[Source text]:
:::

The close-mouthed champions.

Eventually, a brave soul from Lander e-mailed me a pdf with the most recent records. The fish species, however, were in a three-letter code. When asked for help, she responded, "This might help" (no attachment, no link). 

You win, Wyoming.

But in a time of online fish surveys, loose-lipped message boards, and steelhead tickers, it's kind of nice to think there's a place where you really gotta go to know. 

So fish the fishy stuff, and let me know what you find.

Tuesday, September 9, 2014

The bugle of the brown trout

There are not many places where trout are as long as the flow, so I figured it was worth a shot. I didn't expect to catch any 30-inchers, nor do I know what I'd have done if I hooked one (probably thrown my rod in and gone home) but it was not the only two-foot brown sampled here.

Problem was, there are also plenty of dinks here. I figured my biggest challenge (besides getting a monster to eat, fighting off moose, avoiding the harassment of ranchers and the eyes of anglers) would be to getting a fly past the eager adolescents.

It was moosey land - I took a minute to analyze every black or brown head sticking out of the willows to see if it had an ear tag. All I saw were brawny bulls of the bovine variety, but most of them stared me down then encroached a bit - not reassuring when you're already on edge. I had one hand on the bear spray most of the first couple hours.

:::

[Written instruction 1]: In the trout fishing text, what did the writer keep one hand on for most of the first couple hours?
[Written instruction 2]: Pick up the trout fishing text right after its last sentence and carry it on for a few paragraphs.
The records aren't needed for anything here.

[Given data]:
:::

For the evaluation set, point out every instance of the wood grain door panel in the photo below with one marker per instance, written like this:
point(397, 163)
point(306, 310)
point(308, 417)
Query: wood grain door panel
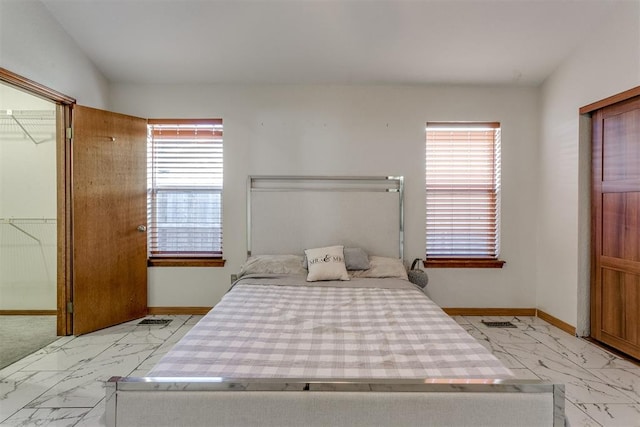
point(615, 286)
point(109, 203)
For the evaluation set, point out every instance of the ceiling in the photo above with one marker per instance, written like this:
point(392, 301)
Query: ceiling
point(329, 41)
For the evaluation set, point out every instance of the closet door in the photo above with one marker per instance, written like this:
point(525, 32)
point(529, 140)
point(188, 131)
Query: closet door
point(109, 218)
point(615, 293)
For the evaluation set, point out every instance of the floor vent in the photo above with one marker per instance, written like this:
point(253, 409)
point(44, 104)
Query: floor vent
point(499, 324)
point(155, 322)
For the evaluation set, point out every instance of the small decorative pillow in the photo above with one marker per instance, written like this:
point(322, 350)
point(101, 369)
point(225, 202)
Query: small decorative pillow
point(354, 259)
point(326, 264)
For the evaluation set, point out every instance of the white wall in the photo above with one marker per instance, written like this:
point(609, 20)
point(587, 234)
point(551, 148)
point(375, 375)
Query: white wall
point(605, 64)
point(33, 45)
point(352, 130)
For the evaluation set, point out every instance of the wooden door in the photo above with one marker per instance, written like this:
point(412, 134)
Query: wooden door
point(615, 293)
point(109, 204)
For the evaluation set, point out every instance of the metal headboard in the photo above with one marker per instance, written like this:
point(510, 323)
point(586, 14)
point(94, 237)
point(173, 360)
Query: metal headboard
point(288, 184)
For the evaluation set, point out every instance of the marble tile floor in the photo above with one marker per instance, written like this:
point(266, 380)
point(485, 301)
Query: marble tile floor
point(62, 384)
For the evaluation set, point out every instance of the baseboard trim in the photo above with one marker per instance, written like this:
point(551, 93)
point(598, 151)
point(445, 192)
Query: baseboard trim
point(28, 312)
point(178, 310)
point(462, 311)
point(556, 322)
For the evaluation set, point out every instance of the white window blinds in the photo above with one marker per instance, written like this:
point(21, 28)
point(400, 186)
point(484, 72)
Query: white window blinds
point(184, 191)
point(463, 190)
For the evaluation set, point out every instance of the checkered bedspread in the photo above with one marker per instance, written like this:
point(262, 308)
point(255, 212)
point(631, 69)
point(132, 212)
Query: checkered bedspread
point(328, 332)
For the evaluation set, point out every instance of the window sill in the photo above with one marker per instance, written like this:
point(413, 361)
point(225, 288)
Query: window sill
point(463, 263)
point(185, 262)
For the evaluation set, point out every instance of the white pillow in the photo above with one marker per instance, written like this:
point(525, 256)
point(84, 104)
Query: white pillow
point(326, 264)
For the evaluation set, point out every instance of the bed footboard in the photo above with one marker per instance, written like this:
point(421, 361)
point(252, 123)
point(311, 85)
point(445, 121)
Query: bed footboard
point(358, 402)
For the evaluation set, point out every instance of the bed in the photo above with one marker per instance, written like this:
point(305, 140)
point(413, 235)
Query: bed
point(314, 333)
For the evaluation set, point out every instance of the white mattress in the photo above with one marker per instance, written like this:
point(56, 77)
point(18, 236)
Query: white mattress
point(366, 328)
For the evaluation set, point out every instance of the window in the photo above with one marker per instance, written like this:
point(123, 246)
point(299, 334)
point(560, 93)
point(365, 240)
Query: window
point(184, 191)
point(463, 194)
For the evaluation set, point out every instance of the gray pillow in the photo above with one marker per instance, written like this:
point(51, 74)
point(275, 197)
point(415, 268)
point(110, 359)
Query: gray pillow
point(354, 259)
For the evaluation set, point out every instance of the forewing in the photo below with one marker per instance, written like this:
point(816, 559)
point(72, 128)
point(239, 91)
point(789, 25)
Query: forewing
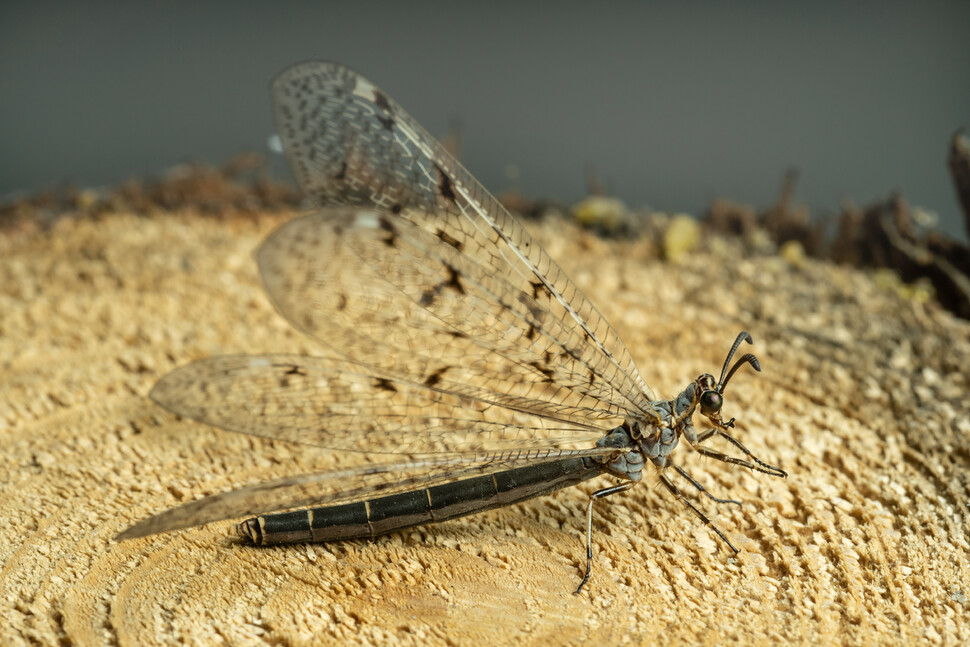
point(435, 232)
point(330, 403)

:::

[Answer 1]: The bear spray.

[Answer 2]:
At fisheries like this, you almost feel like you're breaking the law, stepping through river-spanning fences and getting the hairy eyeball from locals (though everything is officially on the up and up as long as the water is open to fishing, you gained access at a public road/land and stayed within the high-water marks). You at least feel like you must be out of the loop since few others ever fish these certain places. Or the only one in the loop.

But the ranch workers couldn't have cared less, no moose were seen (until the drive home when I saw a group of six) and my six-inch Double Bunnies quickly sank past the dinks.

I landed a half dozen fish over about eight hours, but zero browns. And one chamber-of-commerce rainbow - I should've packed it in then.

Thursday, September 4, 2014

The high motivation of creamy Jif

My shoulders spelled my soul, and we started uphill for four days and three nights in Wyoming's Wind River Range.

It was my first back-country camp-trip since a 2002 Boundary Waters Canoe Area Wilderness trip, and it was different. This was no Duluth Pack, float-and-paddle vacation. I bought a Go-Lite backpack, had my packing list quartered then halved, and researched food that offered high energy in small packages. 'Twas then that I discovered my true motivation: Peanut butter.

A couple years ago, I abandoned certain foods like bratwurst, macaroni and cheese, and my beloved creamy Jif. I grieved like a mother dolphin, but it was worth it and I lost weight.

I found alternatives like PB2 - a low-calorie powdered peanut butter. It's fine. Perfectly edible, and great for low-calorie Asian sauces, but not a suitable substitute for p.b. connoisseurs. Incidentally, PB2 is usually ideal for this kind of lightweight trip, except that I might actually need more calories. Why waste the opportunity?

I turned into a dopey mule behind a dangling carrot, bounding uptrail, counting down until snack time, and spreading on a little too much. If the bears could've smelled my thoughts, I'd have been scalped.

The manifestation was truly exquisite... Mmm... Let us take a moment for silent reflection...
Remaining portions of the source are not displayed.